Word for word, copy the records that follow.

------------------------------

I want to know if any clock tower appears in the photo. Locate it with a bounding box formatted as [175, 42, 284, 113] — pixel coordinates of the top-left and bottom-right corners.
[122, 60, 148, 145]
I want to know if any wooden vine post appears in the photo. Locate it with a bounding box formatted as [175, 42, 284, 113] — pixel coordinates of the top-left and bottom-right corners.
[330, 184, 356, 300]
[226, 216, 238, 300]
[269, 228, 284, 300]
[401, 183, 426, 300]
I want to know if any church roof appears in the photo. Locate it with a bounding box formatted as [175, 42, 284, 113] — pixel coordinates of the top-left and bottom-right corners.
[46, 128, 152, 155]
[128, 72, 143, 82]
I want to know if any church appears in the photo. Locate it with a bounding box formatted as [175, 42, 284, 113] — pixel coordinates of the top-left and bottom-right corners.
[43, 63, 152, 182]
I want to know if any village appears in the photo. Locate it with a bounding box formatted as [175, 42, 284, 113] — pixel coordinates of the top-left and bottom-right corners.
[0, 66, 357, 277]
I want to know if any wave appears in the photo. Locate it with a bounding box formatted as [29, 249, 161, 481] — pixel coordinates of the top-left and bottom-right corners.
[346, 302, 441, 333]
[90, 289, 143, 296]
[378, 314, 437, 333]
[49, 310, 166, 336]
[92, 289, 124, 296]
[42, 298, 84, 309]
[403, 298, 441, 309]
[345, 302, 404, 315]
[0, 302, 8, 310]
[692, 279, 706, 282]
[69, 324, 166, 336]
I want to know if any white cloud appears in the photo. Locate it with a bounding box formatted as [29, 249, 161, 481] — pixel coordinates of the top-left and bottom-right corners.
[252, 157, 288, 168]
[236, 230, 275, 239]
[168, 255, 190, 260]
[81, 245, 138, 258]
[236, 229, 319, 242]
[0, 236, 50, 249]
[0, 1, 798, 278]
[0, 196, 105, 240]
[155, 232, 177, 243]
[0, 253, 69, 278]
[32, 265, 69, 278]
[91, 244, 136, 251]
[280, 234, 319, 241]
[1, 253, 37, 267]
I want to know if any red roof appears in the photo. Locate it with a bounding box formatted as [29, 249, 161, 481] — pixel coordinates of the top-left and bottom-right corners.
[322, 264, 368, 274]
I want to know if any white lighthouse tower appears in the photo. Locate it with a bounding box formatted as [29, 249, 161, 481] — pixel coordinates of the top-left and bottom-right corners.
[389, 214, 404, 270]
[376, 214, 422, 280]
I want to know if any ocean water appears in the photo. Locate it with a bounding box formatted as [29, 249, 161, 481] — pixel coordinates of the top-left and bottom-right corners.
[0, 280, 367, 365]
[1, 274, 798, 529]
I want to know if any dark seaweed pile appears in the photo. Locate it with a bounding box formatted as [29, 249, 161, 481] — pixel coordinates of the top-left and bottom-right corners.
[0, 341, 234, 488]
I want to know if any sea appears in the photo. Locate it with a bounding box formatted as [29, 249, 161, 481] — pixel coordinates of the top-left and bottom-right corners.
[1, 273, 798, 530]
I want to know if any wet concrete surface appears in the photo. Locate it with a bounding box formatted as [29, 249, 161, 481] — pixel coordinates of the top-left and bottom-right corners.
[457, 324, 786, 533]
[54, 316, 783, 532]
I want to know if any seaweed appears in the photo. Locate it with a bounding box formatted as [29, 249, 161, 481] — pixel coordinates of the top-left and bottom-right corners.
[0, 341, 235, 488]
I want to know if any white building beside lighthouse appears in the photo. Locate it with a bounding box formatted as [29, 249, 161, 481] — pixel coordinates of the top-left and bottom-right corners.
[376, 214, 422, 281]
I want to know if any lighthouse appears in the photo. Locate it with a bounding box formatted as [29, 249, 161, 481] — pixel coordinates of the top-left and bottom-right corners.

------------------------------

EXERCISE SOLUTION:
I want to know if any clock tower appears in the photo. Locate it with a bounding box formatted as [175, 42, 284, 113] — pixel coordinates of the top-left and bottom-right corners.
[122, 60, 148, 145]
I want to know if any wooden vine post appears in the photo. Locate it with a bounding box formatted as [175, 42, 284, 113] — pixel coordinates of the top-left and bottom-right corners.
[330, 184, 356, 300]
[226, 216, 238, 300]
[269, 228, 284, 300]
[401, 183, 426, 300]
I want to know if any church roof appears in the photo. Locate it with a bounding box formatted as [175, 42, 284, 113] — pixel coordinates of the top-left and bottom-right corners.
[46, 128, 152, 155]
[128, 72, 143, 82]
I want to know if any church appears in the photo. Locate it with a bounding box formatted as [175, 42, 284, 113] — pixel coordinates of the top-left and bottom-right corners.
[43, 63, 152, 182]
I want to know if any village appears in the photo. Locate it with a bounding box formatted as [175, 42, 284, 113] — pixel coordinates of the top-left and bottom-right corners.
[0, 66, 357, 277]
I want to know if any wave appears in the photo. Locate it with a bounding box formatted as [29, 249, 161, 481] — pixel coordinates of the top-left and bottom-right corners.
[346, 302, 441, 333]
[90, 289, 143, 296]
[378, 314, 437, 333]
[49, 310, 166, 336]
[92, 289, 124, 296]
[42, 298, 84, 309]
[403, 298, 441, 309]
[345, 302, 404, 315]
[0, 302, 8, 310]
[692, 279, 706, 282]
[69, 324, 166, 336]
I want to know if any white cloud appears in the photo. Locate it with a bounding box formatted as [29, 249, 161, 481] — pixel coordinates of the top-left and bottom-right corners.
[252, 157, 288, 168]
[236, 230, 275, 239]
[168, 255, 190, 260]
[81, 245, 138, 258]
[236, 229, 319, 242]
[0, 236, 50, 249]
[0, 1, 798, 278]
[0, 196, 105, 240]
[155, 232, 177, 243]
[0, 253, 69, 278]
[32, 265, 69, 278]
[91, 244, 136, 251]
[280, 234, 319, 241]
[1, 253, 37, 267]
I want to know if any red roof appears in the photo. Locate it with a bounding box formatted as [29, 249, 161, 481] — pixel coordinates of the top-left and bottom-right corners.
[322, 264, 368, 274]
I want to know if any white lighthouse tower appears in the photo. Locate it with a bounding box formatted as [29, 249, 161, 481] — pixel coordinates of the top-left and bottom-right corners.
[389, 214, 404, 270]
[376, 214, 422, 280]
I want to know if any ocean water appears in the photo. Locate it with a bounding box formatted as [29, 249, 161, 481] — pixel coordinates of the top-left and bottom-right corners.
[0, 280, 367, 365]
[1, 274, 798, 529]
I want to know if any dark seaweed pile appears in the photo. Locate it with a bounding box formatted as [29, 249, 161, 481] — pixel coordinates of the top-left and bottom-right corners.
[0, 341, 234, 488]
I want to know if any sea appears in the photo. Locate it with a bounding box formatted as [29, 249, 161, 481] — pixel coordinates of the top-left and bottom-right corners.
[1, 273, 798, 530]
I want to know if any wet concrete surface appears in the photo. Locate it with a bounding box formatted as [29, 249, 161, 481] — pixel coordinates of the top-left and bottom-right corners.
[457, 324, 786, 533]
[54, 316, 783, 532]
I want to know if any seaweed appears in the photo. Locate it with a bounding box formatted as [29, 249, 161, 481] — pixel coordinates of the top-left and bottom-right corners.
[0, 341, 235, 488]
I want to know if any white building beside lighthouse appears in the photo. Locate it with a bounding box formatted as [29, 249, 161, 481] — pixel coordinates of the top-left and bottom-right corners.
[376, 214, 422, 281]
I want to know if any lighthouse appears in the photo. Locate it with a bounding box formatted as [29, 249, 161, 481] — pixel coordinates of the top-left and bottom-right corners.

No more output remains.